Texto fornecido
Perseguida por Stálin, por suas ideias libertárias, Sabina foi morta em 1936,
vítima da política repressiva do regime comunista, intitulada como “grande
terror”.
Ou
seja, nem Sabina era uma incapaz intelectual e, portanto, teria sido
perversamente abusada por Carl Jung, nem este foi o monstro propositadamente
pintado no início de nossa conversa. Pelo contrário. O tratamento de Jung
acendeu a centelha criativa naquela jovem, amordaçada por traumas de infância e
vista como louca. Na época, o método psicanalítico, ainda incipiente,
mostrava-se muito mais perigoso do que nos nossos dias, diante do seu
ineditismo e da falta de parâmetros que pudessem nortear o comportamento do
médico diante de seu paciente. A entrega de Jung à cura dos males que
atormentavam Sabina e o nítido interesse da jovem pelo médico, terminaram por
envolvê-lo. A julgar pela história da russa, de interna numa clínica para
tratamento de doentes mentais à respeitada psicanalista, presumo que ela
possuísse o mais irresistível e sensual dos requisitos femininos: uma singular
inteligência. Ficou difícil para o médico resistir a tentação.
O
filme “Um método perigoso” (A Dangerous Method/ 2011, direção: David
Cronenberg) trata não apenas dessa intrigante relação entre essas duas
personagens históricas, como também a insere no contexto do movimento
psicanalítico, de suas descobertas e dos naturais conflitos surgidos. E aí
aparece a figura de Sigmund Freud (Viggo Mortensen), no início orientando a
aplicação das técnicas psicanalíticas por Carl Jung (Michael Fassbender) e
depois se afastando do jovem, por não concordar com os caminhos por ele
enveredados.
O
filme, com excelente ambientação histórica, mostra a Europa do início do século
XX, um pouco antes do advento da 2ª Guerra Mundial e serve como um roteiro para
quem quer conhecer um pouco mais sobre o rico e intrigante universo da
psicanálise. Se os caros leitores quiserem ir além, principalmente em relação a
Sabina Spielrein, sugiro que assistam a “Jornada da alma” (The Soul keeper/
2003). Um belo filme sobre essa mulher notável e o seu relacionamento com Jung.
Se quiserem conhecer mais sobre o pai da psicanálise, recomendo “Freud além da
Alma” (The Secret Passion/ 1962), esplendidamente interpretado por Montgomery
Clift, em filme dirigido por John Huston.

Enunciado
Liste todos os filmes citados no texto sobre Sabina Spielrein e Jung. Ao lado de cada um, ponha o título original e o ano.

Dados registrados
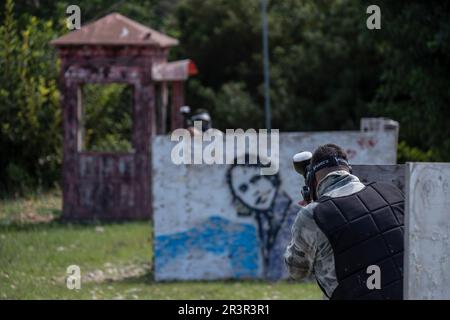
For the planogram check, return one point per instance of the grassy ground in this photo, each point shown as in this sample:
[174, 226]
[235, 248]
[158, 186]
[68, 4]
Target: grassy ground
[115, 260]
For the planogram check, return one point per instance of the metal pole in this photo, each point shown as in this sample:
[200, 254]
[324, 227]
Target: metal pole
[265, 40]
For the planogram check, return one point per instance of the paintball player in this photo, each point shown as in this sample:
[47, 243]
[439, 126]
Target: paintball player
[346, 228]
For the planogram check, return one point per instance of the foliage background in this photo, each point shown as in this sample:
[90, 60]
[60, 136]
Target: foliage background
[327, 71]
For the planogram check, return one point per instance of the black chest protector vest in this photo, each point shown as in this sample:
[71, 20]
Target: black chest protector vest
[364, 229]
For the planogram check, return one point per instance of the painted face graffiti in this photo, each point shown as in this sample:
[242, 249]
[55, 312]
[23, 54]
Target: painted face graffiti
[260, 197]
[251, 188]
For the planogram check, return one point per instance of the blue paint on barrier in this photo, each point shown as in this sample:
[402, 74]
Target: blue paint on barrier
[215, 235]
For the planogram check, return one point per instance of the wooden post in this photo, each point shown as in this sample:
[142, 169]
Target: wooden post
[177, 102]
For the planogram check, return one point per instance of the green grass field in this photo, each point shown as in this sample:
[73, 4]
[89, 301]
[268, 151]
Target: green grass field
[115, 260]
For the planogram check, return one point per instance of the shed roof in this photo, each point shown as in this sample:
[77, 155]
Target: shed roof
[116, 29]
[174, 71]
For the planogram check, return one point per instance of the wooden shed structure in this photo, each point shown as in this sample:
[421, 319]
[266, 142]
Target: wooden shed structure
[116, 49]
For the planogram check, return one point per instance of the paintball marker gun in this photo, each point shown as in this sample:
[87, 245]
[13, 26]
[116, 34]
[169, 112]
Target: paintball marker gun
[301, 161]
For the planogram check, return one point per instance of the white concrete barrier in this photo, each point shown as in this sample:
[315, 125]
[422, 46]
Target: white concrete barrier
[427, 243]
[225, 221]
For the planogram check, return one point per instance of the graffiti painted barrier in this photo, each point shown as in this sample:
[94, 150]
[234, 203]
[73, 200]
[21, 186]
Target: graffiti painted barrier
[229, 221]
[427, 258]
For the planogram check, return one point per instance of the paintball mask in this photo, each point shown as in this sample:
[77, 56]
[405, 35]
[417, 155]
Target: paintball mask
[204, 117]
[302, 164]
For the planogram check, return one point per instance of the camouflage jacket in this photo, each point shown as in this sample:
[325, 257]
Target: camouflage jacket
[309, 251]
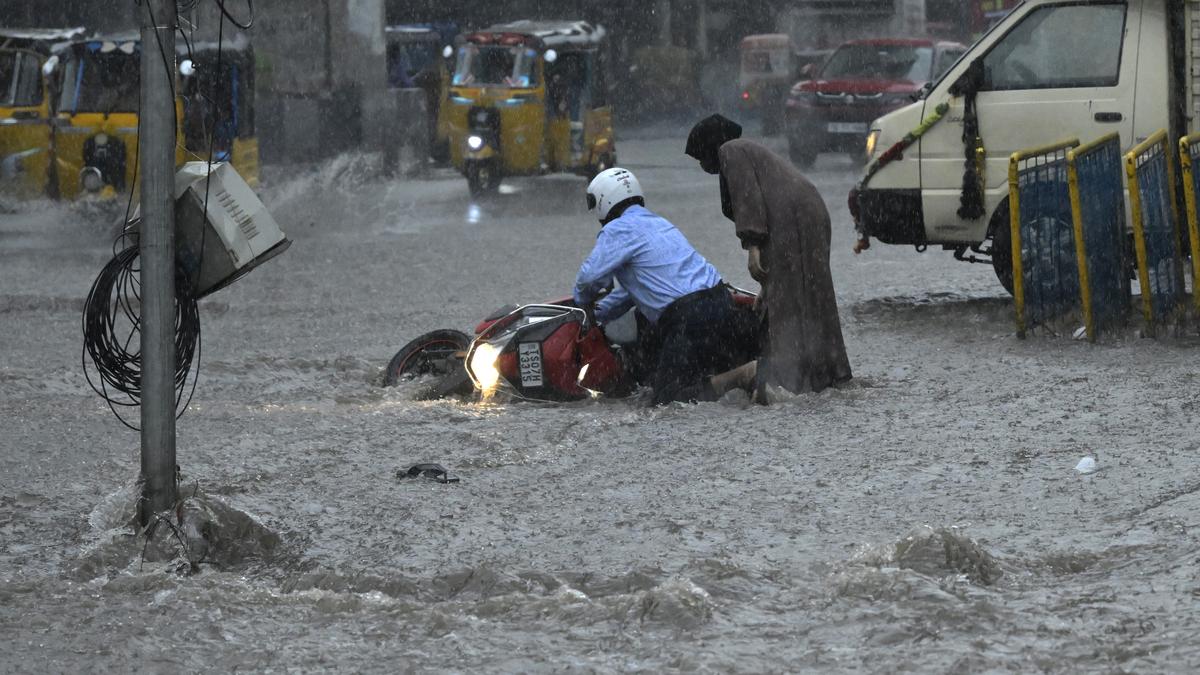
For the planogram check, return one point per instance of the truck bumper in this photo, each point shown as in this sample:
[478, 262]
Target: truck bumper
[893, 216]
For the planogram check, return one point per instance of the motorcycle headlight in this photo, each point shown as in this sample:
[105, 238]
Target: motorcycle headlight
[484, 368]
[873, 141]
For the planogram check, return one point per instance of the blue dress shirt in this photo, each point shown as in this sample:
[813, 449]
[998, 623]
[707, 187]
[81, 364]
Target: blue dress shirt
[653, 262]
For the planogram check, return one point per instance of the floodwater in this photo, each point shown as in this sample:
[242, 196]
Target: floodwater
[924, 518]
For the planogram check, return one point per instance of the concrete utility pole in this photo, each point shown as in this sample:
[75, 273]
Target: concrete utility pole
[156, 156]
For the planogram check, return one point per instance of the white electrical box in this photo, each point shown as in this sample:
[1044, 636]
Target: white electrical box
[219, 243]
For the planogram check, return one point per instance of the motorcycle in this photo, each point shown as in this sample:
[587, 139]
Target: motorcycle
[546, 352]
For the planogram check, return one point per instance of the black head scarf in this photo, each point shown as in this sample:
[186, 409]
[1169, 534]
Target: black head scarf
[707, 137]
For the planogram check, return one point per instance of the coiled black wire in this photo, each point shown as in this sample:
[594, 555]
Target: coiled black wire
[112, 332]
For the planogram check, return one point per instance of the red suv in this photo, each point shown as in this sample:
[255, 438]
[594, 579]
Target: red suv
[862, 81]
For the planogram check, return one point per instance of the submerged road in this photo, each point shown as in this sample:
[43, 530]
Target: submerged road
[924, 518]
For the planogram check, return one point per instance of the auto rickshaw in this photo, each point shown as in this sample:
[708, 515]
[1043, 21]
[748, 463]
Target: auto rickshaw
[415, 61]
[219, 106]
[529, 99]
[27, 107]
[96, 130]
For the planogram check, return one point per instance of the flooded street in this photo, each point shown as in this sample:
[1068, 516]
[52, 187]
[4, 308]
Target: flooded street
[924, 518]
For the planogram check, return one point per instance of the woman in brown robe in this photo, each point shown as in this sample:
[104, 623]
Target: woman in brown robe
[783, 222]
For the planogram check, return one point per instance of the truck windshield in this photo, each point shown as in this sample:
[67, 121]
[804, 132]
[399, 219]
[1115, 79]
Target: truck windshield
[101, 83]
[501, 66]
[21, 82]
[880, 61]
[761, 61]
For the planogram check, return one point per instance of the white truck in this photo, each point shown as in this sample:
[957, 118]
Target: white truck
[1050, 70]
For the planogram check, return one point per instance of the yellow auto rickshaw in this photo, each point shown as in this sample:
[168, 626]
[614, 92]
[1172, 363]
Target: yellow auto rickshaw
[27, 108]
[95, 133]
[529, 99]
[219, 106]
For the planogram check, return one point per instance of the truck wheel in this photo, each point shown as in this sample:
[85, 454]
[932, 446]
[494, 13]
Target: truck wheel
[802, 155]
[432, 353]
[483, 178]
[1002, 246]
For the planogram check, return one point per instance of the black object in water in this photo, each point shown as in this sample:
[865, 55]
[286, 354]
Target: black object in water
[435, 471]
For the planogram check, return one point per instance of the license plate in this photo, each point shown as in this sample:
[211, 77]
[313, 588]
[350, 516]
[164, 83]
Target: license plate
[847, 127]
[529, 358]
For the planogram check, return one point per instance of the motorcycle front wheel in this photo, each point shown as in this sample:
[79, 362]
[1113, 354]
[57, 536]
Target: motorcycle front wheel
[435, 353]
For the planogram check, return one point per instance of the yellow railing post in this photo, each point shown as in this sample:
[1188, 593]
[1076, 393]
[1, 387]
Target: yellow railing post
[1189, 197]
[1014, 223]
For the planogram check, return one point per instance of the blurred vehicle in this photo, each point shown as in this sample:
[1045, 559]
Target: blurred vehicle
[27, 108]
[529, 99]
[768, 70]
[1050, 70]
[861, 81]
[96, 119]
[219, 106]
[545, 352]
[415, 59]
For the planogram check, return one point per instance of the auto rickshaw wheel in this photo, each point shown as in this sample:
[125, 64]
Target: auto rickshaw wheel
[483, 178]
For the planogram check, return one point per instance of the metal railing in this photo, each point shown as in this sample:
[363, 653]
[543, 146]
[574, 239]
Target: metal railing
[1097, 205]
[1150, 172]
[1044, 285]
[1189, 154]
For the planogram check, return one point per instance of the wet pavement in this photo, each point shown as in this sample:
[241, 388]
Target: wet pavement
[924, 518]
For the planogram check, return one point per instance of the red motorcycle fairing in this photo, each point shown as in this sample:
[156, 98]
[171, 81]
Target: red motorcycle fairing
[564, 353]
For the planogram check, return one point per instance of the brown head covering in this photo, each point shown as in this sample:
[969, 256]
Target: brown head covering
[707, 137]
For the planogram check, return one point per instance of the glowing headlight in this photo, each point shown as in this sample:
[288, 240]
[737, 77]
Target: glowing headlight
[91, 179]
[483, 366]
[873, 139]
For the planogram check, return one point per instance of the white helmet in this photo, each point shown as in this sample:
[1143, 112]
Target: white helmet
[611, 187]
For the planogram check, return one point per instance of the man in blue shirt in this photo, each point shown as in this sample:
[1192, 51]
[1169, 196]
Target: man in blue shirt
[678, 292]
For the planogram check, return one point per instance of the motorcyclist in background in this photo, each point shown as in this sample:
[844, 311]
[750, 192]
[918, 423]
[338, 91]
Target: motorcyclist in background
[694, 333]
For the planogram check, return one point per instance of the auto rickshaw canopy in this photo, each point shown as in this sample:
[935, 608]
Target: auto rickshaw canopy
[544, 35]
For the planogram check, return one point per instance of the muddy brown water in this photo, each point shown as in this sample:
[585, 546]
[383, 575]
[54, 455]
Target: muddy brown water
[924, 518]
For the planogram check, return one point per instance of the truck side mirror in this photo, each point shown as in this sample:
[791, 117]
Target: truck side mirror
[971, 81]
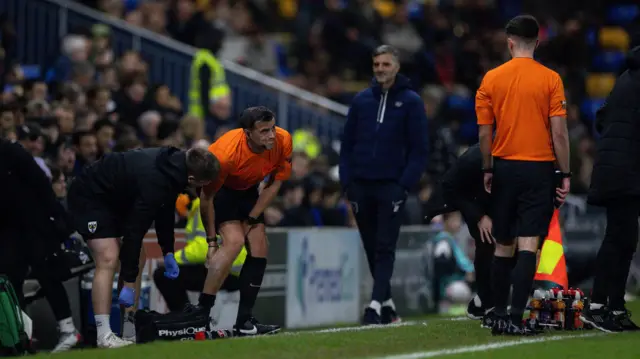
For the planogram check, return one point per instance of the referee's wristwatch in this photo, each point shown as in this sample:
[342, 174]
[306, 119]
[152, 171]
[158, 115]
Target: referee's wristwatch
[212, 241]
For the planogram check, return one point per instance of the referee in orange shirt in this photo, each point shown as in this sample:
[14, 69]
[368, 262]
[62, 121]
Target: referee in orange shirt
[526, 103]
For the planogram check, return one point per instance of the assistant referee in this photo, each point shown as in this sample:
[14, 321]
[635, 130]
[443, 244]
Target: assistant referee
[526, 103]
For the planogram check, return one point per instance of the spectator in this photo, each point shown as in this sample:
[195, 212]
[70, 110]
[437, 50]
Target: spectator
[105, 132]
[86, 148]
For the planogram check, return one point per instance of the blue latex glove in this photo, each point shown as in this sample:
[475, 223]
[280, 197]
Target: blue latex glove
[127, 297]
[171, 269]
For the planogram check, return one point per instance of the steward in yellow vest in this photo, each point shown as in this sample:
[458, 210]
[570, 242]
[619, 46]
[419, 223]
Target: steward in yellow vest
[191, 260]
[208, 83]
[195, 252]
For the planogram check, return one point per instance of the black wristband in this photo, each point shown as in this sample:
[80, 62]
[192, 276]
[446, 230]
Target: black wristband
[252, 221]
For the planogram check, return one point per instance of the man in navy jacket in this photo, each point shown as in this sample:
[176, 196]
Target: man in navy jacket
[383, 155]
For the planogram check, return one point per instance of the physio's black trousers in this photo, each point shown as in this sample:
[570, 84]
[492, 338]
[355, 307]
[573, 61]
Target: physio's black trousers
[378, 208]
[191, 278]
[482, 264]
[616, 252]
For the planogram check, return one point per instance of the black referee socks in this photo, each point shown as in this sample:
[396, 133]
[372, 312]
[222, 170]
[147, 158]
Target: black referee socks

Resposta
- "Um método perigoso" (A Dangerous Method, 2011)
- "Jornada da alma" (The Soul keeper, 2003)
- "Freud além da Alma" (The Secret Passion, 1962)